Your task: From the data below, give the lines from the one containing "the rear quarter" through the one containing "[(623, 87)]", both included, as a numbered list. Leave out any blank lines.

#### Data for this task ####

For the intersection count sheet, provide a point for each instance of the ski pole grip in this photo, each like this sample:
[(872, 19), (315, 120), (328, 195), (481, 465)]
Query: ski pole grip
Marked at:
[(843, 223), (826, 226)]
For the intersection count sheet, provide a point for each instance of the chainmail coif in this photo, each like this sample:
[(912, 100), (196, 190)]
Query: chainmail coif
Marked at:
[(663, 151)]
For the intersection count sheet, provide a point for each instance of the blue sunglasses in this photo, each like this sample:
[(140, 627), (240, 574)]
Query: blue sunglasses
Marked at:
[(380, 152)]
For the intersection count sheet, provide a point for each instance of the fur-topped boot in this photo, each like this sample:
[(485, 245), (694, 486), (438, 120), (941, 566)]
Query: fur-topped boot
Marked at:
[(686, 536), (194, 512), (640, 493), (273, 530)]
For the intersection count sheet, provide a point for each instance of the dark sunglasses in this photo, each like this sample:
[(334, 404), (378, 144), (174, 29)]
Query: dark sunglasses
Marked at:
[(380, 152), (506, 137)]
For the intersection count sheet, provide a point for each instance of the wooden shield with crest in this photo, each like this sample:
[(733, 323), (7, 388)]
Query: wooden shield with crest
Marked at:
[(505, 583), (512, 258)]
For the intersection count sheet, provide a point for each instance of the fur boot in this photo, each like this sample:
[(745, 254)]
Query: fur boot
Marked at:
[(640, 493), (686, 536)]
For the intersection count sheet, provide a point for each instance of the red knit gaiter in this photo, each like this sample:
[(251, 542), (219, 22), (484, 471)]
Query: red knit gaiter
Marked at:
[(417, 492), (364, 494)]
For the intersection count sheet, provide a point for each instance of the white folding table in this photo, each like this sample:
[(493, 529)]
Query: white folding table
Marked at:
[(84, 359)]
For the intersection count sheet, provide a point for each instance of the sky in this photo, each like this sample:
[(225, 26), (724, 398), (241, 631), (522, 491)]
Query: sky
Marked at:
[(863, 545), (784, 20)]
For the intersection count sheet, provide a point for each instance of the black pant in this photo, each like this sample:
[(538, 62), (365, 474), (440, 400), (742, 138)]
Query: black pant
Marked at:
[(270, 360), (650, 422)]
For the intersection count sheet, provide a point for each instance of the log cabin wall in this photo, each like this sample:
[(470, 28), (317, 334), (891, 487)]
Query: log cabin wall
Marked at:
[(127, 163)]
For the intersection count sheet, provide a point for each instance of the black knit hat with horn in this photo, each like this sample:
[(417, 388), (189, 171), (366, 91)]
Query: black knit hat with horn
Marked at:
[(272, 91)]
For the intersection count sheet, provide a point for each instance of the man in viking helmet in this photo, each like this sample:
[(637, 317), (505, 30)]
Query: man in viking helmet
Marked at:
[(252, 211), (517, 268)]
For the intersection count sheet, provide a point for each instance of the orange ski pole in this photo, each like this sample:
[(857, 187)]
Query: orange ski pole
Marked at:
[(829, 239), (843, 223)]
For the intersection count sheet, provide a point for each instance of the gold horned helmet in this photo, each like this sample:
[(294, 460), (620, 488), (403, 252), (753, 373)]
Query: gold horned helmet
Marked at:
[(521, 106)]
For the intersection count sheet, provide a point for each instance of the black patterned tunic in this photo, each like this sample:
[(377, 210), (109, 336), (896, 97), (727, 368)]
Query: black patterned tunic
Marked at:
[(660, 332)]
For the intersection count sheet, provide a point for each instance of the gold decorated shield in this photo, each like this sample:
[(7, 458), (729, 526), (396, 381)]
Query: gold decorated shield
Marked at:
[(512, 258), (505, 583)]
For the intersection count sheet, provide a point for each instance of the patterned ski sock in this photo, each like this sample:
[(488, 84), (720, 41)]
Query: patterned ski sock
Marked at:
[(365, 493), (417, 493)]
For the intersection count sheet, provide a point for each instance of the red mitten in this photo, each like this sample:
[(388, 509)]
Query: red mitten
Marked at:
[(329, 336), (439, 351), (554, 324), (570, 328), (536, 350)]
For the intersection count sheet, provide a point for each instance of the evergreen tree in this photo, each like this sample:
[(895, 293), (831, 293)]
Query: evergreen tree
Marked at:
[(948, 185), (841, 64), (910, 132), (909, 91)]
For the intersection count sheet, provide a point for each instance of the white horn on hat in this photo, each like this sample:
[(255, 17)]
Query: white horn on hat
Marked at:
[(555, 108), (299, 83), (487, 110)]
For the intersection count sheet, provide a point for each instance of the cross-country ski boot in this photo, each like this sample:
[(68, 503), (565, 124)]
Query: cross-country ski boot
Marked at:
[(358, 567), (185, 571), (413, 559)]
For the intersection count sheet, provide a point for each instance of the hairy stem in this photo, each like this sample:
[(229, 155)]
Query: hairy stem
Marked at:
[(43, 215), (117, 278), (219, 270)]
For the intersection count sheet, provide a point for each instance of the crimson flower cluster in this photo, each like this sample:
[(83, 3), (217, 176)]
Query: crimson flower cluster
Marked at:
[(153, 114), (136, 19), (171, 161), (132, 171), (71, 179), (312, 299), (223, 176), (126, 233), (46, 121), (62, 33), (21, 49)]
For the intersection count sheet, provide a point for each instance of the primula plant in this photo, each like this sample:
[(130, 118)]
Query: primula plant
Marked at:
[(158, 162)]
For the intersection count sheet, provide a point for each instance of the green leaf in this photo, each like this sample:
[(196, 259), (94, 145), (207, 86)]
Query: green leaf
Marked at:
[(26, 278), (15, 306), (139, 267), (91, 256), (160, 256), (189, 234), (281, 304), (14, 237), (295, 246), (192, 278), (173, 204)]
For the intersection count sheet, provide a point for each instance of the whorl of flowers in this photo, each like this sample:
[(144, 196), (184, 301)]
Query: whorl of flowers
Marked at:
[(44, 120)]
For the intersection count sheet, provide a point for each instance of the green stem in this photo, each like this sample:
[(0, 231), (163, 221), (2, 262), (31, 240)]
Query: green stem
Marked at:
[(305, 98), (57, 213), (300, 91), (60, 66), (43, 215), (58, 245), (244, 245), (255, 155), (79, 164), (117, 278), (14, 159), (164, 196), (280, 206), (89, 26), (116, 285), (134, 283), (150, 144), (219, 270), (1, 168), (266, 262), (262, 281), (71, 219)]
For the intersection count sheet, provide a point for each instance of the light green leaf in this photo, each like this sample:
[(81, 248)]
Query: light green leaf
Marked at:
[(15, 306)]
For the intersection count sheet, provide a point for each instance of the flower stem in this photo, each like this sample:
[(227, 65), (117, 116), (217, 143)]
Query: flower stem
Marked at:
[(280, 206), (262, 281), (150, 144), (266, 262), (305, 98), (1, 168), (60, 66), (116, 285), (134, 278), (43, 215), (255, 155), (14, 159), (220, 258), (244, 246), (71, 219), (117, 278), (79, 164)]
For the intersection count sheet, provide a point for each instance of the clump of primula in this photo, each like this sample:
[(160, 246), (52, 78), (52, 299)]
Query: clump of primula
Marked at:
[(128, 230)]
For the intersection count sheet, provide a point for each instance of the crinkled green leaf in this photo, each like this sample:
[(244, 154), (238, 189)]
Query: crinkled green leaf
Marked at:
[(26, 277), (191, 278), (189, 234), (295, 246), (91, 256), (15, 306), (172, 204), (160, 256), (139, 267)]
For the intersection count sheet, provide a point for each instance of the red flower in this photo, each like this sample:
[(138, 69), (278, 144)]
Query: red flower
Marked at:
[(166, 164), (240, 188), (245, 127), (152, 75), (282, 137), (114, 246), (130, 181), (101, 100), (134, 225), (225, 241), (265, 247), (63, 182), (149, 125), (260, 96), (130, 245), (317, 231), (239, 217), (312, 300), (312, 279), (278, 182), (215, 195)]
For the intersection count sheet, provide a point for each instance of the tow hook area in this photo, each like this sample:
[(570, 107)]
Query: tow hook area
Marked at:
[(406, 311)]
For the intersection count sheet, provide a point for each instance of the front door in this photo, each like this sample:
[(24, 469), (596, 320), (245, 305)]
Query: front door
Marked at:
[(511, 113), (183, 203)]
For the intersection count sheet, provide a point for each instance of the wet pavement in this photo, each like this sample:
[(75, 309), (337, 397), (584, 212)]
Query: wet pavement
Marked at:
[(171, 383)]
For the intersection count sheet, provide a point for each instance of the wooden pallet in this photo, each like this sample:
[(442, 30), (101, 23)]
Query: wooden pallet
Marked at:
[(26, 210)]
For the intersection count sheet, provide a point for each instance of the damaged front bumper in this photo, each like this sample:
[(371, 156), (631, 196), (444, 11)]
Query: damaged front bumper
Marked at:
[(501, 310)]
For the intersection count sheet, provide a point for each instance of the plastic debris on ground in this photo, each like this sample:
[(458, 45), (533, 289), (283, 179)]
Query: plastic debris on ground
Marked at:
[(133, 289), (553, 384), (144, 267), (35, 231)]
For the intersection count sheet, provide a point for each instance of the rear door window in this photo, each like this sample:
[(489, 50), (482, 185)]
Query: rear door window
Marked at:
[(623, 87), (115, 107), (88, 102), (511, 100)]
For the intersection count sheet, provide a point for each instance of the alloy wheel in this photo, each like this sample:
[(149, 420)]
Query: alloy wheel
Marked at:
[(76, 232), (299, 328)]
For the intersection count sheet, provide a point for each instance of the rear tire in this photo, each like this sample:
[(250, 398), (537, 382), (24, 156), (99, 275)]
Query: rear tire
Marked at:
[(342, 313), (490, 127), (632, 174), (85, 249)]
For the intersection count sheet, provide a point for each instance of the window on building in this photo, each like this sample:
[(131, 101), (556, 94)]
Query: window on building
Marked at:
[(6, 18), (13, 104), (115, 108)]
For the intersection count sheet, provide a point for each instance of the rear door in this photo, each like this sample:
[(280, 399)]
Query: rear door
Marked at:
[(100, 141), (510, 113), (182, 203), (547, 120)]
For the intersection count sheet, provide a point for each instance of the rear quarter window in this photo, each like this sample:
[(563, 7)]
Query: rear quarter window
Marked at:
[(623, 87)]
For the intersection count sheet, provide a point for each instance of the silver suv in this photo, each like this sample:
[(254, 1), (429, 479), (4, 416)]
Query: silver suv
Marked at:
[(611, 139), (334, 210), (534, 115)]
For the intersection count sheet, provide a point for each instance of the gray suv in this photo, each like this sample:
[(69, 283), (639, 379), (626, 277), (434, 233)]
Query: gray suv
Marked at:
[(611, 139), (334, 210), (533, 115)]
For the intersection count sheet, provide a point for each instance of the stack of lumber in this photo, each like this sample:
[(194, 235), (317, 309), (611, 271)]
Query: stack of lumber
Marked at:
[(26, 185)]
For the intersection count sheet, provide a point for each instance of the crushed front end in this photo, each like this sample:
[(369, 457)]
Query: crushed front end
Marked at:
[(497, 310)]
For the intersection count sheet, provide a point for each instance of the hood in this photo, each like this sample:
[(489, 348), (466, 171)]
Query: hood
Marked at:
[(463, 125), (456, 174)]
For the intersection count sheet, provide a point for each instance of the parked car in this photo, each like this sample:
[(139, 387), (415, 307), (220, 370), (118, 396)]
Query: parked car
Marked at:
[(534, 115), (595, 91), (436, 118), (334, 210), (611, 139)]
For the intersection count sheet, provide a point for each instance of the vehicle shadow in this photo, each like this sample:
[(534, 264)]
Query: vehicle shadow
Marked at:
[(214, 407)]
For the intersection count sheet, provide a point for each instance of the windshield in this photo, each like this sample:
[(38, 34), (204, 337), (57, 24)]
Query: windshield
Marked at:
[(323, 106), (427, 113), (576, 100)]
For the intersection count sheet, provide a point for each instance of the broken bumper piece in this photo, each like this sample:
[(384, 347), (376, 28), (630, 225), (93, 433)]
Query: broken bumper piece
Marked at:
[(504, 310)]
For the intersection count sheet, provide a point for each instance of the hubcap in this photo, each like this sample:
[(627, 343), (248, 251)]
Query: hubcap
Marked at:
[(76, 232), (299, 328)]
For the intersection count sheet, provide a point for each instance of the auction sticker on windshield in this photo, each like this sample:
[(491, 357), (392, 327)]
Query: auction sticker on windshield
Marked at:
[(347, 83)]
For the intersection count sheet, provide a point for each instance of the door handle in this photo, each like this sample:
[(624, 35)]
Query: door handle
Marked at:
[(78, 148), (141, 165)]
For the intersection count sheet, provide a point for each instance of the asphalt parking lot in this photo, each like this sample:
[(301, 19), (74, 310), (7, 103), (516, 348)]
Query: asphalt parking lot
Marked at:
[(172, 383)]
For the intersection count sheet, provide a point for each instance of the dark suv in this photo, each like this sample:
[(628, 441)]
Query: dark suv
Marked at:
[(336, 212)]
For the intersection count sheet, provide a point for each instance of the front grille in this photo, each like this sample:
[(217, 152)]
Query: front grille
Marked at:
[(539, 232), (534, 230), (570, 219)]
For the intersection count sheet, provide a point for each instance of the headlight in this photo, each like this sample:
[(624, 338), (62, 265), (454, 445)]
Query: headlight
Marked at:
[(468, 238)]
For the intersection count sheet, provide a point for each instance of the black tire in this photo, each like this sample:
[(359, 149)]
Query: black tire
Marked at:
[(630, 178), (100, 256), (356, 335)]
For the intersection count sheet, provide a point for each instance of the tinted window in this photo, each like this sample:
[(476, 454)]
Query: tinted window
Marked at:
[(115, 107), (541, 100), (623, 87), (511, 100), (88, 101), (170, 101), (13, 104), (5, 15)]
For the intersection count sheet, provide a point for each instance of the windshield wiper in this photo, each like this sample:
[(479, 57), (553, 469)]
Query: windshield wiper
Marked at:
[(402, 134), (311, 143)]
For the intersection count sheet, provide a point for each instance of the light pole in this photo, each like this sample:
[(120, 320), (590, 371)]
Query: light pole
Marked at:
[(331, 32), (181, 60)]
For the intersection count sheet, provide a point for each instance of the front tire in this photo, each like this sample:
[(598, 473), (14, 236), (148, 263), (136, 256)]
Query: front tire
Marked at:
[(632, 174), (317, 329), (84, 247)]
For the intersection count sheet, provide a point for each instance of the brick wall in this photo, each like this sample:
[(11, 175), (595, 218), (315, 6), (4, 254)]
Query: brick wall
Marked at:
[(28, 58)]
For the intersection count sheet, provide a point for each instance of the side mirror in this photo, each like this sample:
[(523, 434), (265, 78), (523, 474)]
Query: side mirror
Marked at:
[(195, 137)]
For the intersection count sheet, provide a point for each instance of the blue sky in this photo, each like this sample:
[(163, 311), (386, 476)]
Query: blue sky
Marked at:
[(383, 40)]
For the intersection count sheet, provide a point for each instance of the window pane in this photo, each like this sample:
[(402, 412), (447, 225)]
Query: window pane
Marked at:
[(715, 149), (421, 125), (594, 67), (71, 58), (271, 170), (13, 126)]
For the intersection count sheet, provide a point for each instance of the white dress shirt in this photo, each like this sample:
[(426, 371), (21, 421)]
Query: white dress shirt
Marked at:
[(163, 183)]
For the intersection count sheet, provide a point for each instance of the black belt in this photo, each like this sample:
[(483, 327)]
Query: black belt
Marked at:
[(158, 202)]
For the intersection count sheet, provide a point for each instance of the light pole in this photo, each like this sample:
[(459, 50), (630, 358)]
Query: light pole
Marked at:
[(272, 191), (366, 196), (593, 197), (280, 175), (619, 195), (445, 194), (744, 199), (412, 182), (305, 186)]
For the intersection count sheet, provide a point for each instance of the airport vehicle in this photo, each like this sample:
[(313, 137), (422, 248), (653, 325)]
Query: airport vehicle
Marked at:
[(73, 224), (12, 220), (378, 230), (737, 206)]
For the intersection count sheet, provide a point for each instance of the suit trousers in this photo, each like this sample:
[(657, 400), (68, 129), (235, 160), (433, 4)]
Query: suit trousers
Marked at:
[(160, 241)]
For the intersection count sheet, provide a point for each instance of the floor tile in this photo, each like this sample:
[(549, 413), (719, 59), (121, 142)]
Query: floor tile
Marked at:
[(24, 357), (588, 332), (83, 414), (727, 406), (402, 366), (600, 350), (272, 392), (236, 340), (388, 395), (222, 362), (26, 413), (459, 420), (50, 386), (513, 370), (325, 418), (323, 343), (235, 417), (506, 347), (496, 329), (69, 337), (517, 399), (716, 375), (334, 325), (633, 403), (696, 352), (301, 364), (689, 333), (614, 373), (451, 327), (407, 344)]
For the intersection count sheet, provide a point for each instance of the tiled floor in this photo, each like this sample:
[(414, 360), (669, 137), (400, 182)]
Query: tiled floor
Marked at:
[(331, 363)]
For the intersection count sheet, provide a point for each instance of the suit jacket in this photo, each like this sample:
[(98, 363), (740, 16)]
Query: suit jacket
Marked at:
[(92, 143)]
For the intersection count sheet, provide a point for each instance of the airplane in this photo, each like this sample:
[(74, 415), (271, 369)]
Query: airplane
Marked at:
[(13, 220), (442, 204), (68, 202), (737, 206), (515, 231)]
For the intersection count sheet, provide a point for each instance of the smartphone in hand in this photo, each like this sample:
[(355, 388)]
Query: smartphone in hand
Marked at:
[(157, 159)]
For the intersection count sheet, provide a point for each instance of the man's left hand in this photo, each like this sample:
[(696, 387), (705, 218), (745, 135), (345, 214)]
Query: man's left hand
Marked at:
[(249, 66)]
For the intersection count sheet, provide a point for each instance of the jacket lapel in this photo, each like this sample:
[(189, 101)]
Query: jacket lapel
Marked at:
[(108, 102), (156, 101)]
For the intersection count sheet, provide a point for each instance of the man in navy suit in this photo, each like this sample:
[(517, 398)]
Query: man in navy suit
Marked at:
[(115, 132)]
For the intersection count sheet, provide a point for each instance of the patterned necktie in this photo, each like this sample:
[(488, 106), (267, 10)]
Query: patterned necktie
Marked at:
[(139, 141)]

####

Exercise solution:
1. For the intersection count sheet, provide a point for each instance of the rear quarter window in this photo, each like this sample:
2. [(563, 7)]
3. Query: rear quarter window
4. Marked at:
5. [(623, 87)]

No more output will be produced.